DESCRIPTION OF THE TASK >> Once the line containing "Target: snowy slope" is found, retype it and each line after it through the last entry below, word for word, and nothing else.

SUPPLIED MATERIAL >>
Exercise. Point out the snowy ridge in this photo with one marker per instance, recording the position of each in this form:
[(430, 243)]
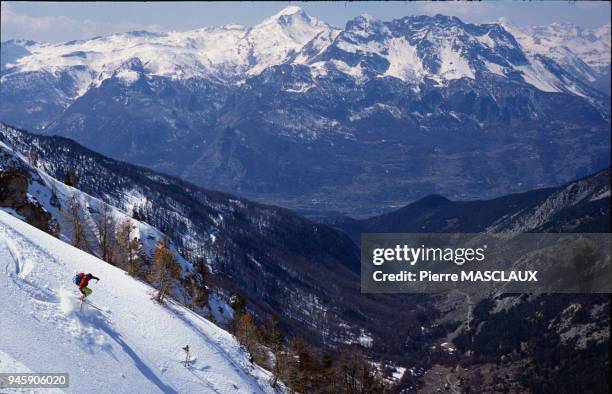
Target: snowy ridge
[(53, 195), (226, 53), (131, 344), (411, 49)]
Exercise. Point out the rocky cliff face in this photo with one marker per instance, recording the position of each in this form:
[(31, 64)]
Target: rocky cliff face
[(14, 185)]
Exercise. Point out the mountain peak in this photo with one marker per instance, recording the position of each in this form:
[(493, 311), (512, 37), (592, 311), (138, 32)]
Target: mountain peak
[(290, 10)]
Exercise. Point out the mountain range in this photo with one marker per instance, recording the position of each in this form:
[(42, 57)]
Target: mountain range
[(360, 119)]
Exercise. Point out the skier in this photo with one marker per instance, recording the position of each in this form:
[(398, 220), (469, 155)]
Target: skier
[(83, 282), (187, 355)]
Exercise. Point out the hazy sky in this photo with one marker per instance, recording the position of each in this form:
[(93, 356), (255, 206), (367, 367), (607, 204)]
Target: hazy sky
[(56, 22)]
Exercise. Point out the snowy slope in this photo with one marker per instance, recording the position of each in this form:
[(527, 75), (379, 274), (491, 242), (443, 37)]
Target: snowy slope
[(411, 49), (132, 344), (54, 195), (583, 52), (225, 53)]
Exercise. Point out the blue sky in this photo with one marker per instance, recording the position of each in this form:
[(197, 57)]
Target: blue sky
[(56, 22)]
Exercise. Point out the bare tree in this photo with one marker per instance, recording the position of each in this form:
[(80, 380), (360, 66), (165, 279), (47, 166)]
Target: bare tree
[(71, 178), (165, 271), (131, 254), (106, 227), (73, 214)]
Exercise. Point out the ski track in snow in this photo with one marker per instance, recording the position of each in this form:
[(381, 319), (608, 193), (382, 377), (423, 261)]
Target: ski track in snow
[(131, 344)]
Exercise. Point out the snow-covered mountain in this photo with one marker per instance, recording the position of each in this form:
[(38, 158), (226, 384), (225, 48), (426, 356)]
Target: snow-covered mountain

SOLUTION >>
Target: snowy slope
[(411, 49), (132, 344), (54, 195), (583, 52), (225, 53)]
Exercise. Point out the blue sky in this photo with one marker per instance, recording the position of each in this form:
[(197, 57)]
Target: blue sky
[(56, 22)]
Exercise. Point out the bare tree in this photo with one marker per instance, recording the position of each in this form:
[(80, 380), (360, 66), (165, 279), (47, 166)]
Target: bare tree
[(71, 178), (165, 271), (131, 254), (106, 227), (73, 214)]
Exercise. Point out the ski track in snow in this photo with one marker per instance, recording the position of each in this form:
[(381, 319), (608, 193), (382, 377), (423, 261)]
Target: ski track in snow
[(131, 344)]
Exercise. Point out the snow-covered mountain in this photo with one marker per instance, recording the position of each in this form:
[(38, 158), (226, 384), (225, 48), (426, 356)]
Target: snow-covered mountain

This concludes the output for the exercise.